■ **PAGINA**
::::::::::

Paga ognie anno per spese de bagaglie de cumpagnia onze trenta:
 il capitale son onze tricento.........................................................................................................-/    300

Paga ognie anno per salario di procuratori per occorentia apresso la Corte onze dudici:
il capitale sono cento vinte ......................................................................................................... -/    120

Paga ognie anno alla Regia Corte onze tricentosettantaquattro, tarì tridici e grana quattro a dieci per cento sono onze tremila setticento quaranta quattro .................................................................... -/ 3.744

Paga ognie anno onze sei per lo pagamento della Regia Corte in tre tande onze sei; il capitale sono onze sesanta ........................................................................................................................................ -/     60

Paga ognie anno a don Loise  Mastro-Antonio di Palermo onze vinteotto e tarì dicidotto a ragione de dieci per cento: il capitale sono onze duecentoottantasei ............................................................. -/    286

GRAVEZZE QUATTROMILIA OTTO CENTO OTTANTA ................................................... -/   4.880

INTROITO ONZE QUATTROCENTO SESANTA .................................................................. -/     460

ESITO ONZE QUATTROCENTO OTTANTA OTTO TARI' UNO E GRANA QUATTRO... -/   488.1.4

RESTA DI GRAVEZZE OGNIE ANNO ONZE VINTE OTTO TARI' UNO E GRANA QUATTRO.... ................................................................................................................................................-/   280.1.4

che a dieci per cento dette onze vinte otto tarì uno e grana quattro a dieci per cento sono il
capitale onze duecento ottanta tarì undici ............................................................................. -/  280.11.0
                                                                                                                                        ------------ 

                                                                                                                                       
+ cola macaluso. J[uratus]
+ joseppi cachaturi. [Juratus]
+ antonino vilardo J:[uratus]
+ notar giseppi sauro e grillo __ J[uratus].

Gli ottimati di Racalmuto nel rivelo del 1593.

::::::::::

■ **MATERIALE ESTRATTO**
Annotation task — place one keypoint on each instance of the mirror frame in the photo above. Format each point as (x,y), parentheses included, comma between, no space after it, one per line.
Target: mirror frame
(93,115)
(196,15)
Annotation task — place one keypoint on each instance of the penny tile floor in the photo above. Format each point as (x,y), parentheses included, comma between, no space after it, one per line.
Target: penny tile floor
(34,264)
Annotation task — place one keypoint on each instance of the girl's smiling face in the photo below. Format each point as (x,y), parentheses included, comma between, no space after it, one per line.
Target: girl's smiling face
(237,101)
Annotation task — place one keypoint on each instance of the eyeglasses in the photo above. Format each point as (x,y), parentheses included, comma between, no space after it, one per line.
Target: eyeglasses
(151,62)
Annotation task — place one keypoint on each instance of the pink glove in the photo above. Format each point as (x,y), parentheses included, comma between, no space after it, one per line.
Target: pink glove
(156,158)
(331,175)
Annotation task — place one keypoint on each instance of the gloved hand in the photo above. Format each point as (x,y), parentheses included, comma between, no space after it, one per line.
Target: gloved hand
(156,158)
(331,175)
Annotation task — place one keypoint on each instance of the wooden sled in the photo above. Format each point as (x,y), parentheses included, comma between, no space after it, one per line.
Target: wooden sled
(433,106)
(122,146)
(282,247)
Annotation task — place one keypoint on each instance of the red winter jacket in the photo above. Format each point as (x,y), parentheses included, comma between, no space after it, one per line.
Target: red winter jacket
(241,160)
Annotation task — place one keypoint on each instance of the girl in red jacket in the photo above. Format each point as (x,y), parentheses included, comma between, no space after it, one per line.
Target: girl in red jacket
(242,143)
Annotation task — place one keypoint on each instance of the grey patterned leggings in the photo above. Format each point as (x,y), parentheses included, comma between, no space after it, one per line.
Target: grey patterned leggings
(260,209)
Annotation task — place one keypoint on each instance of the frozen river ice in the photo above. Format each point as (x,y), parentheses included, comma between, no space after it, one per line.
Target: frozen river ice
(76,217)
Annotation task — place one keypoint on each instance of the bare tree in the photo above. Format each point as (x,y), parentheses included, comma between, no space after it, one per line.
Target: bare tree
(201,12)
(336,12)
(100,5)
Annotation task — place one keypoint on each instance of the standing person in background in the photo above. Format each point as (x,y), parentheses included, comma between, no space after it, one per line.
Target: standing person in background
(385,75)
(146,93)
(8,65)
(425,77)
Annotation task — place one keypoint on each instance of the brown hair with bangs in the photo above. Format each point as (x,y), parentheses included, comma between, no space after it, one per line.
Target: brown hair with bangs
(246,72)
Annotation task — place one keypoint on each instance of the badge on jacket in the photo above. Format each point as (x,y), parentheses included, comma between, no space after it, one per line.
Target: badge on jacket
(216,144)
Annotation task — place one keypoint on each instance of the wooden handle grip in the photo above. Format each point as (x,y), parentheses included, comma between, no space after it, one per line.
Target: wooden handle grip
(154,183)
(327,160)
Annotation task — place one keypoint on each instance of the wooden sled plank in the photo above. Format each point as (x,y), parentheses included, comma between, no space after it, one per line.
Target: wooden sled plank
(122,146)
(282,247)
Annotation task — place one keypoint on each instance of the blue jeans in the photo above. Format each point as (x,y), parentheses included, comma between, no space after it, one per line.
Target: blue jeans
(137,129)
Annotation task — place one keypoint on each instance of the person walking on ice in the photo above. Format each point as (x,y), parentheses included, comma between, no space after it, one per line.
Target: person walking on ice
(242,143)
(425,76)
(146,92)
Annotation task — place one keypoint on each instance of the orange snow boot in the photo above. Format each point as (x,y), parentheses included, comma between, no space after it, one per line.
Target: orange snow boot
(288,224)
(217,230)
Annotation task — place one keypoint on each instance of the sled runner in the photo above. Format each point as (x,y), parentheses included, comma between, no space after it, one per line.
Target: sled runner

::::::::::

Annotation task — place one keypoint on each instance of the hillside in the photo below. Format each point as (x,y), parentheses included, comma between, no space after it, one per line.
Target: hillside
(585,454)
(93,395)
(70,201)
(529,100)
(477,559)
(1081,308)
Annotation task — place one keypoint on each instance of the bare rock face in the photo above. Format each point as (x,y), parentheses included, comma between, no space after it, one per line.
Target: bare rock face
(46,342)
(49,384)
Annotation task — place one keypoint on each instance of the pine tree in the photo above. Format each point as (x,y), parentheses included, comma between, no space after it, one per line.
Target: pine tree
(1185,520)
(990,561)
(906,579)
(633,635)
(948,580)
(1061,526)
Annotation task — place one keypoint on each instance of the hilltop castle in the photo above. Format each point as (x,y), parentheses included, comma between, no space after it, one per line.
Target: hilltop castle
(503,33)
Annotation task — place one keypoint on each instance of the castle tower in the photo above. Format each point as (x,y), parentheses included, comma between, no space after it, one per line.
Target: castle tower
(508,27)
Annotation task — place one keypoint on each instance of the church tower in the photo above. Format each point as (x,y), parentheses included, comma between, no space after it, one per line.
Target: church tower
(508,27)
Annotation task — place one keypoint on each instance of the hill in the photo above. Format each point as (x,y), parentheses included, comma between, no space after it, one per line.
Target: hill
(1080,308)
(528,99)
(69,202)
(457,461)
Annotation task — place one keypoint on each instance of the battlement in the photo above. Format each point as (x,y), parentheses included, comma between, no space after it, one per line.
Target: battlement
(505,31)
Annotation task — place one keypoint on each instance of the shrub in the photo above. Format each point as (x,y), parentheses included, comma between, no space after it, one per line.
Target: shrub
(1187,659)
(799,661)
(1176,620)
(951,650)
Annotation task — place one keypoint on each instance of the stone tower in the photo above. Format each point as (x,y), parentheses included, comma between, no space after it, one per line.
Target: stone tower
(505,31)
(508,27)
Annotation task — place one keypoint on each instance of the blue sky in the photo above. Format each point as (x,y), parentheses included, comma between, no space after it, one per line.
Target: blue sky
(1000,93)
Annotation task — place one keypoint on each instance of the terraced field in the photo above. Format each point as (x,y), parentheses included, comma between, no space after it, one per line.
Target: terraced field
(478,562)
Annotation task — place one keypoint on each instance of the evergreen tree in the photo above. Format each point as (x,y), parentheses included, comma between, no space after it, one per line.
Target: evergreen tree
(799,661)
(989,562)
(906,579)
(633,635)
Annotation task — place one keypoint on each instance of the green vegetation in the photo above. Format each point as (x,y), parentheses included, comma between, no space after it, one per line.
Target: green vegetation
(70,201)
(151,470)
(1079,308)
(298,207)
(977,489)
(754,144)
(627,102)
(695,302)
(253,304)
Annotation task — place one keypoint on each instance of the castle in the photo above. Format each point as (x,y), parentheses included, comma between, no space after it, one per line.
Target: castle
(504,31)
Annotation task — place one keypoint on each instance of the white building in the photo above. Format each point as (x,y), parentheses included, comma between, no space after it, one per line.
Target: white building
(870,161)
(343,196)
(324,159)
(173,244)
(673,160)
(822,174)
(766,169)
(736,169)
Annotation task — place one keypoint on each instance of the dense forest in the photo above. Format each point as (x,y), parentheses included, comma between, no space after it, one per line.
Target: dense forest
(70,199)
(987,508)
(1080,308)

::::::::::

■ **COSA FARE**
- A) Rispondi a queste domande sul rivelo del 1593:
(i) Quante onze all'anno si pagano per il salario dei procuratori presso la Corte?
(ii) A chi vanno ogni anno ventotto onze e diciotto tarì?
(iii) Quante onze risultano come introito?
- B) Scrivi il seguito del rivelo del 1593 a partire dalla sua ultima riga.
Le righe sono materiale a sé, distinto dal rivelo del 1593.

■ **RISPOSTE**
- A)
(i) Dodici onze.
(ii) A don Loise Mastro-Antonio di Palermo.
(iii) Quattrocentosessanta onze.

- B)
I giurati di Racalmuto allo spirare del secolo XVI sono dunque:
1.    Nicolò Macaluso: ha 45 anni; abita nel centro del paese, al 159° fuoco del quartiere di S. Giuliano; la moglie si chiama Francesca ed è coadiuvata nei servizi di casa da Dora una “citella di casa”; non ha figli che coabitano con lui;
2.    Giuseppe Cacciatore: ha 42 anni e viene fregiato con il titolo di “magnifico”; abita al quartiere Fontana al 226° fuoco; la moglie si chiama Giovannella: convivono con lui quattro figli: Giuseppe di anni 11 e le femminucce Caterina, Franceschella e Contessella;
3.    Giuseppe Vilardo: ha 30 anni ed anche lui viene fregiato con il titolo di “magnifico”; abita al quartiere Fontana al 76° fuoco; la moglie si chiama Giovannella: convivono con lui sei figli: Giuseppe di anni 9 e le femminucce  Franceschella, Costanza, Innocenza, Angela  e  Fania [Epifania];
4.    il notaio Giuseppe Sauro e Grillo: ha solo 25 anni ed è sposato con Antonella: non ha figli; professionalmente si affermerà molto; frattanto abita al quartiere di S. Giuliano al 167°  fuoco; si era sposato a Racalmuto il 20 settembre 1592 appunto con  Antonella Magaluso e le nozze erano state benedette da don Francesco Nicastro: compari, il sac. don Paolino Paladino e il maggiorente Giovan Francesco d’Amella. Abbiamo l’impressione che il Sauro e Grillo non fosse racalmutese: il matrimonio con una locale gli poteva consentire di installarsi nel feudo dei Del Carretto per una esplosiva carriera ed una fortunata professione notarile.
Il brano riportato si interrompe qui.